-- START SUPPLIED ENTRIES --
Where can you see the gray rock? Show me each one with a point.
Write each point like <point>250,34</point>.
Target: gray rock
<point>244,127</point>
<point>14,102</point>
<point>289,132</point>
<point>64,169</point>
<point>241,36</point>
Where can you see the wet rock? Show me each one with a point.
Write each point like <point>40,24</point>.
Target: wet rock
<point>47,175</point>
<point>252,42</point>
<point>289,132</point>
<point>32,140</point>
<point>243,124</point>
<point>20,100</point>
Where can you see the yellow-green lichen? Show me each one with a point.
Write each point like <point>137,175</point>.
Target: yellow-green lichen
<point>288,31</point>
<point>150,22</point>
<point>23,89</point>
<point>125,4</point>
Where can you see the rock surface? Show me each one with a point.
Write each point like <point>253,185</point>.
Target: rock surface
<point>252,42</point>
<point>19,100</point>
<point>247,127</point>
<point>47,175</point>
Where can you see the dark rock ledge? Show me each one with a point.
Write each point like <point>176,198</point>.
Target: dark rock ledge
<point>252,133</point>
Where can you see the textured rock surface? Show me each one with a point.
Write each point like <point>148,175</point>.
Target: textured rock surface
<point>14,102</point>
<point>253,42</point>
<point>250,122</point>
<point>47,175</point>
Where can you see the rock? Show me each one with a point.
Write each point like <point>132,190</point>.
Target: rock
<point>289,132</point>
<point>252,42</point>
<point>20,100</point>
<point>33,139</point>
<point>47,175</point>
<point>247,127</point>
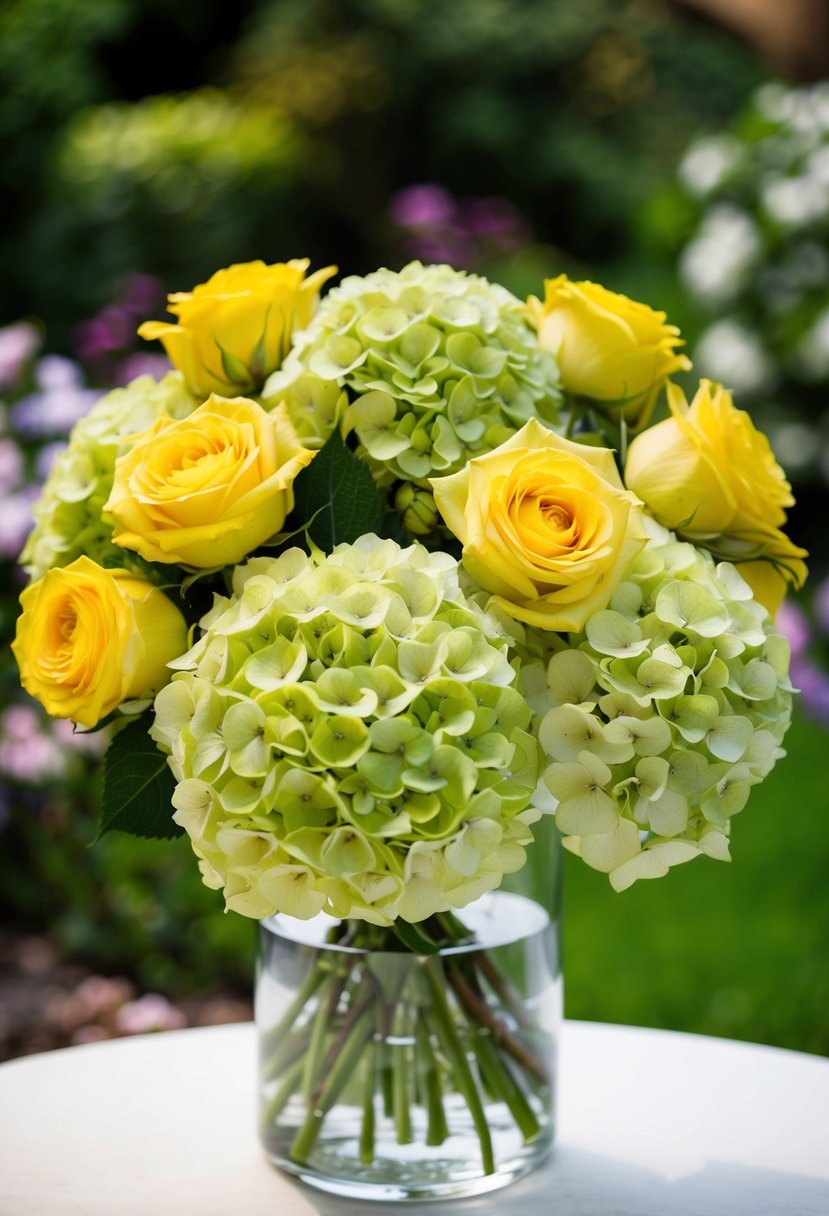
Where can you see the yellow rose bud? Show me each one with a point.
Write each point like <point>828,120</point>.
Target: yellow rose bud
<point>546,525</point>
<point>708,473</point>
<point>235,330</point>
<point>90,639</point>
<point>206,490</point>
<point>610,349</point>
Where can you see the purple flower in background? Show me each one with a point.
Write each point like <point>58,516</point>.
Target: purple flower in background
<point>107,338</point>
<point>150,1012</point>
<point>28,752</point>
<point>46,457</point>
<point>497,220</point>
<point>806,671</point>
<point>142,364</point>
<point>423,206</point>
<point>438,228</point>
<point>54,373</point>
<point>18,342</point>
<point>16,523</point>
<point>54,411</point>
<point>11,466</point>
<point>822,607</point>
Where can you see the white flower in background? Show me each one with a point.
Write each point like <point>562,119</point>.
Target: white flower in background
<point>734,355</point>
<point>708,163</point>
<point>717,263</point>
<point>796,202</point>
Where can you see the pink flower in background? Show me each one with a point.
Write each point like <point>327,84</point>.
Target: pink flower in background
<point>435,226</point>
<point>142,364</point>
<point>18,342</point>
<point>806,671</point>
<point>16,522</point>
<point>11,466</point>
<point>422,206</point>
<point>150,1012</point>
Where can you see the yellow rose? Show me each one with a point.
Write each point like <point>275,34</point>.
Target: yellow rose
<point>708,473</point>
<point>235,330</point>
<point>610,349</point>
<point>546,525</point>
<point>206,490</point>
<point>90,639</point>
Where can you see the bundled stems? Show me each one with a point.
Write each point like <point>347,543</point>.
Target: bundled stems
<point>407,1032</point>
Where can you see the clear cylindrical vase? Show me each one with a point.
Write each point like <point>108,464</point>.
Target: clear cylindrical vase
<point>415,1071</point>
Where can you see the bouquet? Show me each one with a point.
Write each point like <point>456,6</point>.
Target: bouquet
<point>374,587</point>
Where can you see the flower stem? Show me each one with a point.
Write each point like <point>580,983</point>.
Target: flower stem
<point>441,1022</point>
<point>401,1075</point>
<point>481,1014</point>
<point>367,1122</point>
<point>503,1084</point>
<point>436,1126</point>
<point>282,1095</point>
<point>345,1053</point>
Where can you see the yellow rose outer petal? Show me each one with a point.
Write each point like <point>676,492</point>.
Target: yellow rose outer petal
<point>89,639</point>
<point>710,474</point>
<point>235,330</point>
<point>609,348</point>
<point>546,525</point>
<point>207,490</point>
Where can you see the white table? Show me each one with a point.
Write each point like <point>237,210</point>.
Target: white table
<point>650,1124</point>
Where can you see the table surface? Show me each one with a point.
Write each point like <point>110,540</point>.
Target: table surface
<point>650,1122</point>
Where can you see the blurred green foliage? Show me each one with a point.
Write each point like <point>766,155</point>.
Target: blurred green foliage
<point>308,114</point>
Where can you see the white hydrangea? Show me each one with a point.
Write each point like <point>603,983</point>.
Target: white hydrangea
<point>664,713</point>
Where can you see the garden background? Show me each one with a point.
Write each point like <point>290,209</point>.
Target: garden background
<point>675,151</point>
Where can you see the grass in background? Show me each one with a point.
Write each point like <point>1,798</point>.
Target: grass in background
<point>737,950</point>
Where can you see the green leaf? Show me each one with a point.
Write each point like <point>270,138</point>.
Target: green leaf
<point>413,938</point>
<point>137,786</point>
<point>337,493</point>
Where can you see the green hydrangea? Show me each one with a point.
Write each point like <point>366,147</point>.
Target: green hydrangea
<point>347,738</point>
<point>663,714</point>
<point>428,366</point>
<point>68,516</point>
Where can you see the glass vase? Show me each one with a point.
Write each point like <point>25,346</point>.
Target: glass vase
<point>415,1071</point>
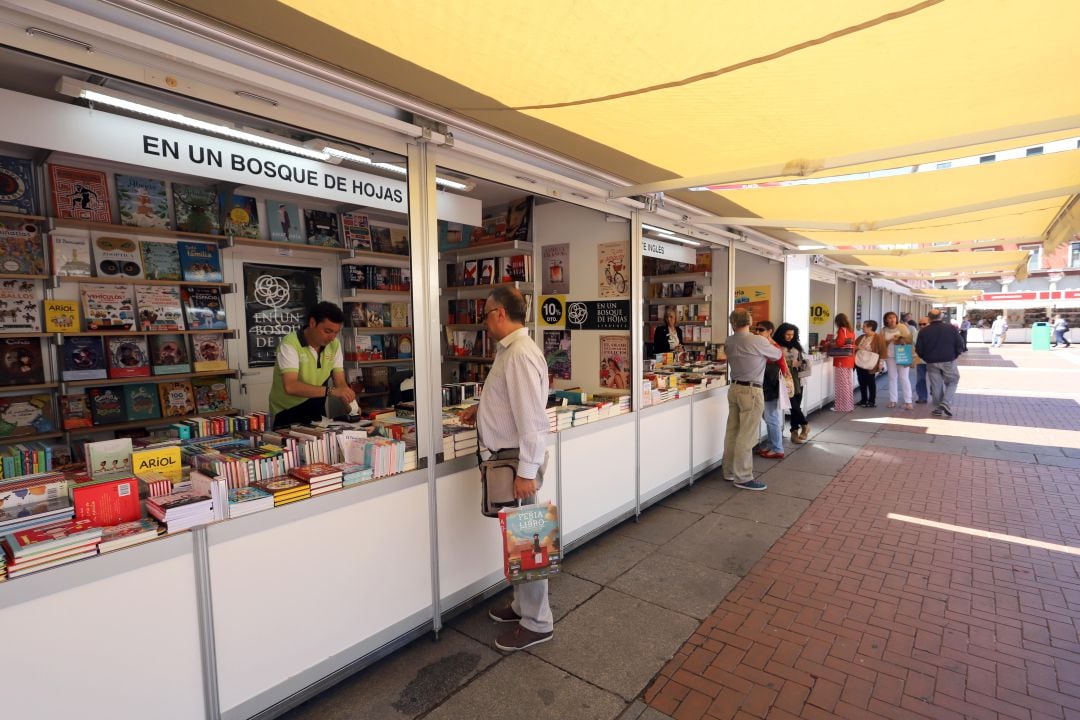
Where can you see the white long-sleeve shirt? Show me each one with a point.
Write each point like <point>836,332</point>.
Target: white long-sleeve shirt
<point>511,411</point>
-- END SUPPLIED ENTRIES --
Rewrite the lines from the one with "Where can you see the bundled" up to and including the one with "<point>407,1032</point>", swapping "bundled stems" for "tied stems" and leaving the rest unchanged.

» **REPLY**:
Where can you see the tied stems? Show me each one with a point.
Write each point like <point>347,543</point>.
Target: tied stems
<point>407,1032</point>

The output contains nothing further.